**SET PROBLEM:**
Please identify every line in the data below that contains the string "cluster", and copy each such line.

**SUPPLIED DATA:**
--*--
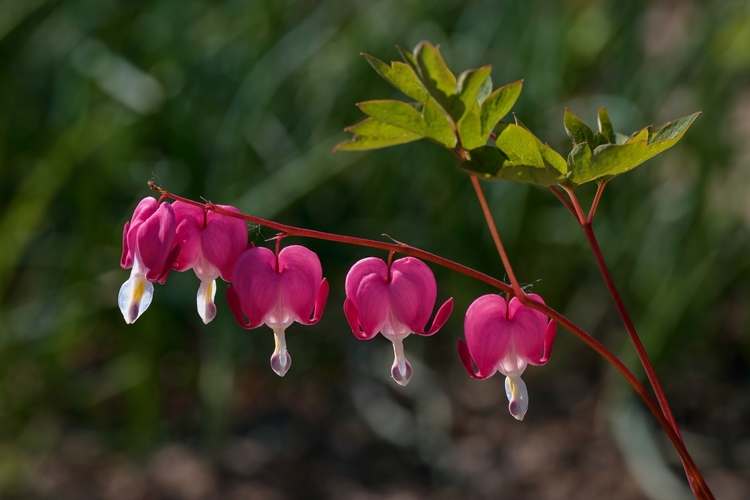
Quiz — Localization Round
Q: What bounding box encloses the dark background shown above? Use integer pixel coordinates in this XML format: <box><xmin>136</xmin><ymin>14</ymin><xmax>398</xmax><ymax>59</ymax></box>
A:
<box><xmin>0</xmin><ymin>0</ymin><xmax>750</xmax><ymax>500</ymax></box>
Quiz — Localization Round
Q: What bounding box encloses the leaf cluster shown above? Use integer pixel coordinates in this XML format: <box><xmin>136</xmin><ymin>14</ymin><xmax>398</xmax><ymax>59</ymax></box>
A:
<box><xmin>334</xmin><ymin>41</ymin><xmax>700</xmax><ymax>188</ymax></box>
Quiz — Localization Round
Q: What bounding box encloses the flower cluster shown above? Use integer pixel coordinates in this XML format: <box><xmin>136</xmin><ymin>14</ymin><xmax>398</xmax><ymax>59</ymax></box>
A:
<box><xmin>118</xmin><ymin>198</ymin><xmax>557</xmax><ymax>420</ymax></box>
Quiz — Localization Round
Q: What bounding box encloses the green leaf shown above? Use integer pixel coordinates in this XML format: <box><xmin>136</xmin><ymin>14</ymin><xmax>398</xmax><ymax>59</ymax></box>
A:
<box><xmin>537</xmin><ymin>143</ymin><xmax>568</xmax><ymax>175</ymax></box>
<box><xmin>649</xmin><ymin>111</ymin><xmax>701</xmax><ymax>145</ymax></box>
<box><xmin>414</xmin><ymin>42</ymin><xmax>460</xmax><ymax>121</ymax></box>
<box><xmin>362</xmin><ymin>53</ymin><xmax>430</xmax><ymax>102</ymax></box>
<box><xmin>615</xmin><ymin>132</ymin><xmax>630</xmax><ymax>144</ymax></box>
<box><xmin>591</xmin><ymin>132</ymin><xmax>609</xmax><ymax>148</ymax></box>
<box><xmin>396</xmin><ymin>45</ymin><xmax>417</xmax><ymax>71</ymax></box>
<box><xmin>333</xmin><ymin>132</ymin><xmax>422</xmax><ymax>152</ymax></box>
<box><xmin>563</xmin><ymin>108</ymin><xmax>594</xmax><ymax>144</ymax></box>
<box><xmin>570</xmin><ymin>141</ymin><xmax>648</xmax><ymax>185</ymax></box>
<box><xmin>513</xmin><ymin>113</ymin><xmax>531</xmax><ymax>132</ymax></box>
<box><xmin>461</xmin><ymin>123</ymin><xmax>565</xmax><ymax>186</ymax></box>
<box><xmin>513</xmin><ymin>118</ymin><xmax>568</xmax><ymax>175</ymax></box>
<box><xmin>477</xmin><ymin>76</ymin><xmax>492</xmax><ymax>106</ymax></box>
<box><xmin>452</xmin><ymin>66</ymin><xmax>492</xmax><ymax>121</ymax></box>
<box><xmin>599</xmin><ymin>107</ymin><xmax>615</xmax><ymax>143</ymax></box>
<box><xmin>568</xmin><ymin>142</ymin><xmax>591</xmax><ymax>182</ymax></box>
<box><xmin>461</xmin><ymin>146</ymin><xmax>562</xmax><ymax>186</ymax></box>
<box><xmin>358</xmin><ymin>100</ymin><xmax>456</xmax><ymax>148</ymax></box>
<box><xmin>333</xmin><ymin>118</ymin><xmax>422</xmax><ymax>151</ymax></box>
<box><xmin>495</xmin><ymin>123</ymin><xmax>545</xmax><ymax>168</ymax></box>
<box><xmin>643</xmin><ymin>111</ymin><xmax>701</xmax><ymax>161</ymax></box>
<box><xmin>479</xmin><ymin>80</ymin><xmax>523</xmax><ymax>142</ymax></box>
<box><xmin>625</xmin><ymin>125</ymin><xmax>651</xmax><ymax>144</ymax></box>
<box><xmin>422</xmin><ymin>102</ymin><xmax>456</xmax><ymax>148</ymax></box>
<box><xmin>458</xmin><ymin>103</ymin><xmax>487</xmax><ymax>150</ymax></box>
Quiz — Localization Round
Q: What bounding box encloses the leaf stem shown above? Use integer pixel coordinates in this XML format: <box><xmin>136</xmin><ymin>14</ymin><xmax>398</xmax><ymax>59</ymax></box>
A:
<box><xmin>586</xmin><ymin>181</ymin><xmax>609</xmax><ymax>224</ymax></box>
<box><xmin>549</xmin><ymin>186</ymin><xmax>578</xmax><ymax>218</ymax></box>
<box><xmin>149</xmin><ymin>182</ymin><xmax>713</xmax><ymax>500</ymax></box>
<box><xmin>563</xmin><ymin>186</ymin><xmax>713</xmax><ymax>498</ymax></box>
<box><xmin>469</xmin><ymin>173</ymin><xmax>524</xmax><ymax>295</ymax></box>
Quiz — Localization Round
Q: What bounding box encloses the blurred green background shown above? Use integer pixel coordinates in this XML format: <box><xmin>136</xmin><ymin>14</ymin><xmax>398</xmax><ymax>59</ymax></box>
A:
<box><xmin>0</xmin><ymin>0</ymin><xmax>750</xmax><ymax>500</ymax></box>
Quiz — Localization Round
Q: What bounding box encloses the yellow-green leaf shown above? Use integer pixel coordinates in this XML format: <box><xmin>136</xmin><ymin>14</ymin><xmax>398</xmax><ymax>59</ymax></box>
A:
<box><xmin>358</xmin><ymin>100</ymin><xmax>456</xmax><ymax>148</ymax></box>
<box><xmin>598</xmin><ymin>107</ymin><xmax>615</xmax><ymax>143</ymax></box>
<box><xmin>563</xmin><ymin>108</ymin><xmax>594</xmax><ymax>144</ymax></box>
<box><xmin>452</xmin><ymin>66</ymin><xmax>492</xmax><ymax>121</ymax></box>
<box><xmin>479</xmin><ymin>80</ymin><xmax>523</xmax><ymax>142</ymax></box>
<box><xmin>414</xmin><ymin>42</ymin><xmax>456</xmax><ymax>116</ymax></box>
<box><xmin>362</xmin><ymin>53</ymin><xmax>430</xmax><ymax>102</ymax></box>
<box><xmin>333</xmin><ymin>118</ymin><xmax>423</xmax><ymax>151</ymax></box>
<box><xmin>458</xmin><ymin>102</ymin><xmax>487</xmax><ymax>150</ymax></box>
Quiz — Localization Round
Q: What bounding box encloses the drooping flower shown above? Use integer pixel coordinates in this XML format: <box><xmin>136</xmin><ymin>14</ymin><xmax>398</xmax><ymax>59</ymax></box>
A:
<box><xmin>227</xmin><ymin>245</ymin><xmax>328</xmax><ymax>377</ymax></box>
<box><xmin>172</xmin><ymin>201</ymin><xmax>247</xmax><ymax>324</ymax></box>
<box><xmin>344</xmin><ymin>257</ymin><xmax>453</xmax><ymax>385</ymax></box>
<box><xmin>117</xmin><ymin>197</ymin><xmax>179</xmax><ymax>324</ymax></box>
<box><xmin>458</xmin><ymin>294</ymin><xmax>557</xmax><ymax>420</ymax></box>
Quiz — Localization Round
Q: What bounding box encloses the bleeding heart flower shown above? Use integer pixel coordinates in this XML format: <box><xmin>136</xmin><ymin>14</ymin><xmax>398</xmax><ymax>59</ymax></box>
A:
<box><xmin>344</xmin><ymin>257</ymin><xmax>453</xmax><ymax>385</ymax></box>
<box><xmin>458</xmin><ymin>294</ymin><xmax>557</xmax><ymax>420</ymax></box>
<box><xmin>227</xmin><ymin>245</ymin><xmax>328</xmax><ymax>377</ymax></box>
<box><xmin>172</xmin><ymin>201</ymin><xmax>247</xmax><ymax>323</ymax></box>
<box><xmin>117</xmin><ymin>197</ymin><xmax>179</xmax><ymax>324</ymax></box>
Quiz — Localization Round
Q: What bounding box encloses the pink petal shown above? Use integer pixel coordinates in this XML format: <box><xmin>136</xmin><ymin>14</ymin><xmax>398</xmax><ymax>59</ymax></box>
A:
<box><xmin>464</xmin><ymin>295</ymin><xmax>512</xmax><ymax>374</ymax></box>
<box><xmin>458</xmin><ymin>339</ymin><xmax>495</xmax><ymax>380</ymax></box>
<box><xmin>120</xmin><ymin>221</ymin><xmax>133</xmax><ymax>269</ymax></box>
<box><xmin>201</xmin><ymin>205</ymin><xmax>247</xmax><ymax>281</ymax></box>
<box><xmin>278</xmin><ymin>245</ymin><xmax>327</xmax><ymax>322</ymax></box>
<box><xmin>172</xmin><ymin>201</ymin><xmax>204</xmax><ymax>271</ymax></box>
<box><xmin>297</xmin><ymin>278</ymin><xmax>328</xmax><ymax>325</ymax></box>
<box><xmin>508</xmin><ymin>293</ymin><xmax>547</xmax><ymax>325</ymax></box>
<box><xmin>508</xmin><ymin>294</ymin><xmax>547</xmax><ymax>363</ymax></box>
<box><xmin>227</xmin><ymin>285</ymin><xmax>253</xmax><ymax>329</ymax></box>
<box><xmin>344</xmin><ymin>257</ymin><xmax>388</xmax><ymax>305</ymax></box>
<box><xmin>120</xmin><ymin>196</ymin><xmax>158</xmax><ymax>269</ymax></box>
<box><xmin>344</xmin><ymin>297</ymin><xmax>378</xmax><ymax>340</ymax></box>
<box><xmin>528</xmin><ymin>319</ymin><xmax>557</xmax><ymax>366</ymax></box>
<box><xmin>347</xmin><ymin>272</ymin><xmax>390</xmax><ymax>335</ymax></box>
<box><xmin>232</xmin><ymin>247</ymin><xmax>279</xmax><ymax>328</ymax></box>
<box><xmin>136</xmin><ymin>203</ymin><xmax>175</xmax><ymax>281</ymax></box>
<box><xmin>389</xmin><ymin>257</ymin><xmax>437</xmax><ymax>332</ymax></box>
<box><xmin>414</xmin><ymin>297</ymin><xmax>453</xmax><ymax>336</ymax></box>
--*--
**EXERCISE RESPONSE:**
Q: What bounding box encloses the leaf cluster shown above? Use integer pixel coordinates in this XML format: <box><xmin>136</xmin><ymin>14</ymin><xmax>398</xmax><ymax>59</ymax></box>
Q: What bounding box encloses the flower cluster shown above? Use integer pixel coordinates in this XML format: <box><xmin>136</xmin><ymin>14</ymin><xmax>398</xmax><ymax>59</ymax></box>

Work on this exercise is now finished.